Dataset extract —

■ ■ ■

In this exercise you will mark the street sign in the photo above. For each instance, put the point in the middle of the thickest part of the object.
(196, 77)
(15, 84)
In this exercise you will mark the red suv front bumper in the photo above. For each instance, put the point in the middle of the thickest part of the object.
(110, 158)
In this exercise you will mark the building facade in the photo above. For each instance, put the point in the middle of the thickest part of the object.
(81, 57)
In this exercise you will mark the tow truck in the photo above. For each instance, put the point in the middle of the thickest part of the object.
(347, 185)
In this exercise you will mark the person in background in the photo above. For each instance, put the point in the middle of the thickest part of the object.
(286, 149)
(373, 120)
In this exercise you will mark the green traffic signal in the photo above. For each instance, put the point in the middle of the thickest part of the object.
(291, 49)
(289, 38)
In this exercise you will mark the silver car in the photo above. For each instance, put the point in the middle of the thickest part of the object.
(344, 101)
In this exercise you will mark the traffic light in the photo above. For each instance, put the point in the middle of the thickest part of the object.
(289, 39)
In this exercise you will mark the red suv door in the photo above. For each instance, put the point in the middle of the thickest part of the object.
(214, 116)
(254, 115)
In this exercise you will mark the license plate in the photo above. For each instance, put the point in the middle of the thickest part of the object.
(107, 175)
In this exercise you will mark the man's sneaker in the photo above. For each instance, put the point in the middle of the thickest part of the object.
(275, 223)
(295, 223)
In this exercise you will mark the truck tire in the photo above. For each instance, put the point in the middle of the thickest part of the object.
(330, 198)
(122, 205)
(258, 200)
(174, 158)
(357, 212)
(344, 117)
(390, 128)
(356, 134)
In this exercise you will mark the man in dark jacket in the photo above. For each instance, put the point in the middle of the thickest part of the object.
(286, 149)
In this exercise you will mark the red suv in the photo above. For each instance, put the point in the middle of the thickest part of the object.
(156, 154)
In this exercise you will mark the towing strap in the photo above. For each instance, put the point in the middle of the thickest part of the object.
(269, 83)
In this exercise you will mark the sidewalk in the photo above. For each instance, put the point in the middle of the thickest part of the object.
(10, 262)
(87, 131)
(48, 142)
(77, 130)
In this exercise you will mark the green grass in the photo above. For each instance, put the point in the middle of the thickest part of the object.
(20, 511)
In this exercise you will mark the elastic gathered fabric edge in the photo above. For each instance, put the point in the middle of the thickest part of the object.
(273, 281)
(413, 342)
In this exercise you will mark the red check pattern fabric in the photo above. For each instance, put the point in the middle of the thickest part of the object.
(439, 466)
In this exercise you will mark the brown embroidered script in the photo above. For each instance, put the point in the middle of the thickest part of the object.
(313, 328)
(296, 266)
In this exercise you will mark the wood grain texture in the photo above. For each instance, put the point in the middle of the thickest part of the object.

■ ■ ■

Try it — The answer must be the data above, repeated exactly as it stands.

Task solution —
In this exercise you will mark the street sign in the photo above. For each instance, put the point in the middle of the thickest part of the object.
(196, 77)
(15, 84)
In this exercise you will mark the red suv front bumper in the photo above. For each instance, put the point in the middle of the thickest part of the object.
(110, 158)
In this exercise you will mark the building facade in the photo above. For each instance, put the point in the middle of the thickest part of the object.
(81, 57)
In this exercise you will mark the tow truck in the photo above. For each instance, put the point in the middle of the thickest part of the object.
(347, 185)
In this exercise you will mark the person in background in the photo above. For each instance, put the point in the middle of the thickest part of the object.
(286, 149)
(373, 120)
In this exercise you will mark the green traffic signal in the photo above. For each instance, put the point in the middle of the thickest part of the object.
(291, 49)
(289, 38)
In this exercise you will mark the silver car in the photo above. For each instance, put the point in the middle of the thickest part of the object.
(344, 101)
In this exercise you will mark the traffic light in the photo above. For each instance, put the point in the middle of the thickest part of the object.
(289, 39)
In this exercise you will mark the red suv door in the photo above. For each instance, put the point in the middle of the thickest part of the object.
(214, 116)
(254, 115)
In this exercise you will mark the license plate in the photo above. For each instance, put the point in the middle of the thickest part of the object.
(107, 175)
In this exercise you will mark the man's sneaker in the photo above. For each instance, put the point in the middle of the thickest part of the object.
(275, 223)
(295, 223)
In this exercise you will mark the truck tire in the photo above. For each instance, put the point in the middle of the thickest part of the object.
(330, 198)
(122, 205)
(258, 200)
(174, 158)
(357, 212)
(344, 117)
(390, 128)
(356, 134)
In this exercise you will mark the man in dark jacket in the photo above. For each instance, put the point in the middle of the thickest part of the object.
(286, 149)
In this exercise you will mark the red suv in the photo above. For each instance, put the point in the middle of the thickest part of the object.
(156, 154)
In this exercise you will mark the towing strap in the photo above. For each instance, put the point in the middle of the thickest part of the object.
(269, 83)
In this exercise you will mark the sidewalk in the photo above. For each instance, put the point in the middle of the thickest part of the object.
(10, 262)
(87, 131)
(48, 142)
(77, 130)
In this exercise you will mark the green grass in the photo above. For each instance, put the point in the middle of the thickest part of the object.
(20, 511)
In this exercise you will mark the elastic gathered fabric edge in the photo above. For each instance, put the point in the middle of the thickest part of the object.
(273, 281)
(413, 342)
In this exercise you will mark the red check pattern fabric in the photo above. For each instance, put the point in the middle of the thickest part of the object.
(439, 466)
In this exercise you will mark the brown embroidered script in the photo above. For each instance, put the point in the middle of the thickest part of the object.
(313, 328)
(296, 266)
In this exercise you will mark the wood grain texture in the photo above. For each instance, put the point in the middle of the thickest part of the object.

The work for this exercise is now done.